WRITTEN EXERCISE
All of the material below is to be returned exactly.

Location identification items

------------------------------

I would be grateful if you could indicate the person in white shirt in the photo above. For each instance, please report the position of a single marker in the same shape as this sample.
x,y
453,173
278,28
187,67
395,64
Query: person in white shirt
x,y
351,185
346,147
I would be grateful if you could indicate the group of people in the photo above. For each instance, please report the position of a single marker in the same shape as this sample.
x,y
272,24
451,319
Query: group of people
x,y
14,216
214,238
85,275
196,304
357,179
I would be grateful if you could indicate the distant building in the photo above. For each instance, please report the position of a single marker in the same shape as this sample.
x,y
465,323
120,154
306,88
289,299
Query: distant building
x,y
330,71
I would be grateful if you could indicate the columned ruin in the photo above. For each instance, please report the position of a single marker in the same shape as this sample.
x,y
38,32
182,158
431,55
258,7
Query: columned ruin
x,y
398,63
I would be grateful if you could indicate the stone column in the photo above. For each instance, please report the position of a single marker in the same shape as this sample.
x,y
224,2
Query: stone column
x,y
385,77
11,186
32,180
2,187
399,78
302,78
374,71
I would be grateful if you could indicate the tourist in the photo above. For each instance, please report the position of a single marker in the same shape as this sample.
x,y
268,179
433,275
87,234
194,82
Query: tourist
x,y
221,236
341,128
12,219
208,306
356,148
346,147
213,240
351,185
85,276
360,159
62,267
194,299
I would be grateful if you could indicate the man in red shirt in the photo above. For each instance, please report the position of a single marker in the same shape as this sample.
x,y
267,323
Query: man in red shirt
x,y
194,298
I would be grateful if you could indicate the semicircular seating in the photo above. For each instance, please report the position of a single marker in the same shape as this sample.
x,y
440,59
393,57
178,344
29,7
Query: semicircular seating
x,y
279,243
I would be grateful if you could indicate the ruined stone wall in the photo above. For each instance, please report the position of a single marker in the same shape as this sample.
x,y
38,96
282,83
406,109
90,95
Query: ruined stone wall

------------------------------

TASK ANSWER
I would be grateful if you could indicate the person in white shirt in the photo above. For each instance, please report the position of a single marker in the same shape as this sample.
x,y
453,173
278,28
187,67
395,64
Query: person in white shirt
x,y
351,185
346,147
I would be grateful if you could indicate the group of people in the photo above. For each instance, please report the position of a single marker in the same shape as this sample.
x,y
272,24
451,319
Query: group of people
x,y
14,216
214,238
85,275
196,304
357,179
I would be grateful if you could indicate the distant building in the photo above. For each instance, please report the position of a single marker in the same shape as this sample.
x,y
465,323
120,154
306,88
289,299
Query: distant building
x,y
330,71
I would be grateful if you could indicate the columned ruin in the photo above. For each instance, please report the position of a single marker in the same shape as this sample.
x,y
38,32
182,158
431,55
258,7
Query: columned ruin
x,y
398,63
I would be grateful if you could indicate the stone column in the photo above. For each instance, please report the position of a single marker in the same shape as this sample.
x,y
224,2
Query: stone column
x,y
385,77
11,186
32,180
2,187
399,78
302,78
374,71
I would be grateful if you could indicate the tourist in the photo above. For each instance, please report the position of a single marker in the same shape as this sample.
x,y
268,179
433,275
87,234
194,82
Query: tourist
x,y
221,236
341,128
12,219
208,306
356,148
346,147
213,240
351,185
85,276
360,159
62,267
194,299
I would be grateful if you could indicate the man in red shirt in the photo above. For each instance, please report the position of a single marker in the same shape as this sample.
x,y
267,323
Query: man in red shirt
x,y
194,298
I would be grateful if you could indicate the semicircular seating in the photo above. For each instance, please report the position of a single marker in the same shape as this sample.
x,y
440,59
393,57
178,344
29,7
Query: semicircular seating
x,y
279,243
I would be grateful if you could indicate the ruined stone wall in the photo above. For each instance, please report the position of a single marker in the same shape as this sample.
x,y
38,96
282,83
406,109
90,95
Query: ruined stone wall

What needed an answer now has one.